» Task objective:
If a line in the material below has the word "child", copy it.

» Data to examine:
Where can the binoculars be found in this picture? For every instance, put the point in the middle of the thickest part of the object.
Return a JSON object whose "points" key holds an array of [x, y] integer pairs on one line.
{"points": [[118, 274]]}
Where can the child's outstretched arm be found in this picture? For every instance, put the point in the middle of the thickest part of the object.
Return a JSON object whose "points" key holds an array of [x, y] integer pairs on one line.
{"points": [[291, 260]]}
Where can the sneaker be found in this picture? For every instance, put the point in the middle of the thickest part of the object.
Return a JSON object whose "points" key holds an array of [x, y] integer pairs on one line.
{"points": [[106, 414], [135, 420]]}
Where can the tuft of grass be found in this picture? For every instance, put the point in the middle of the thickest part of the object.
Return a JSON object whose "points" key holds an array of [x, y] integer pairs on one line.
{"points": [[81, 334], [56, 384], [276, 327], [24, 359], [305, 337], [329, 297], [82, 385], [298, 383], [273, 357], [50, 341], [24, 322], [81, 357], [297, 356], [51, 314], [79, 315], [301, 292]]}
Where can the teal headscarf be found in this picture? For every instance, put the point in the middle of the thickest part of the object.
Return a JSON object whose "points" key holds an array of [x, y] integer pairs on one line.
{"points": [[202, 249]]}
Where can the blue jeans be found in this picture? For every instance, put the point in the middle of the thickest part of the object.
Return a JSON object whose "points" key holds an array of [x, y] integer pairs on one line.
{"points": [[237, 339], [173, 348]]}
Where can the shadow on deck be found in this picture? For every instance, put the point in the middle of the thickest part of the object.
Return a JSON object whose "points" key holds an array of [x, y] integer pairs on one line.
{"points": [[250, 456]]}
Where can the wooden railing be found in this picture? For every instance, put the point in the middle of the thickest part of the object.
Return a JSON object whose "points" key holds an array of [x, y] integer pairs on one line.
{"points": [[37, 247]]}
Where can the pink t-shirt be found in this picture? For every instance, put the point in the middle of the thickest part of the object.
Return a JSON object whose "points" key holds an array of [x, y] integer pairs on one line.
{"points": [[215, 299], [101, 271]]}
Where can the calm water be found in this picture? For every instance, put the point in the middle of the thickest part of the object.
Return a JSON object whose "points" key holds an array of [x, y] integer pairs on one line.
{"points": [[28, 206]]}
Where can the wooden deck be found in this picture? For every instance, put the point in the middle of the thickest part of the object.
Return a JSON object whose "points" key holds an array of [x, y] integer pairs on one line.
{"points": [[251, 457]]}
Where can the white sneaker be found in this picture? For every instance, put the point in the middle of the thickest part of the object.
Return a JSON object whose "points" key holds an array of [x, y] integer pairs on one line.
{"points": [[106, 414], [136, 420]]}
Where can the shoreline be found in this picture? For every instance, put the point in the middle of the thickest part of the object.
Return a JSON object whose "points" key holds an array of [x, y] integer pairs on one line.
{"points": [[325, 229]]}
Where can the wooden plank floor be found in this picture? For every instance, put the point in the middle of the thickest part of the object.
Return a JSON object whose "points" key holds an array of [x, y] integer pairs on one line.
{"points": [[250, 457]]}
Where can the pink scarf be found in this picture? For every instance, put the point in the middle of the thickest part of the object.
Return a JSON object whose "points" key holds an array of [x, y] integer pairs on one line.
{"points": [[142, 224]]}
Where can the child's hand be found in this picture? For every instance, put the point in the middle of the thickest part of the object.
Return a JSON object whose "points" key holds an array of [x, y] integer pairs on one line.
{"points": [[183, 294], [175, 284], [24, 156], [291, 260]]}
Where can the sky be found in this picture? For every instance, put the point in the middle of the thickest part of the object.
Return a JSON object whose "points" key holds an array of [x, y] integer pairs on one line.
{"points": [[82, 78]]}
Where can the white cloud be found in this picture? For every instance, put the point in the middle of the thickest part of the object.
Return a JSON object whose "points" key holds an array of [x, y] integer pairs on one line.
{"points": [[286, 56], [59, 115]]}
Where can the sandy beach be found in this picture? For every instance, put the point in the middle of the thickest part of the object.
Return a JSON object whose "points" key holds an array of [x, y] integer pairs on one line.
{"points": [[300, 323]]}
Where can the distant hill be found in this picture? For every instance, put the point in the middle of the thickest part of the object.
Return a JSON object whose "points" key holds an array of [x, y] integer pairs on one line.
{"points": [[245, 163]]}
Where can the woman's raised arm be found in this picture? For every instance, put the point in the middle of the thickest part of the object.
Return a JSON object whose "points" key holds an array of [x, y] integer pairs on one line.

» Problem solution:
Where can the child's outstretched arm be found in this picture? For every instance, put the point in the middle of the thickest part of the object.
Where can the child's hand be found in this picture? For every instance, put the point in the middle of the thickest part of the object.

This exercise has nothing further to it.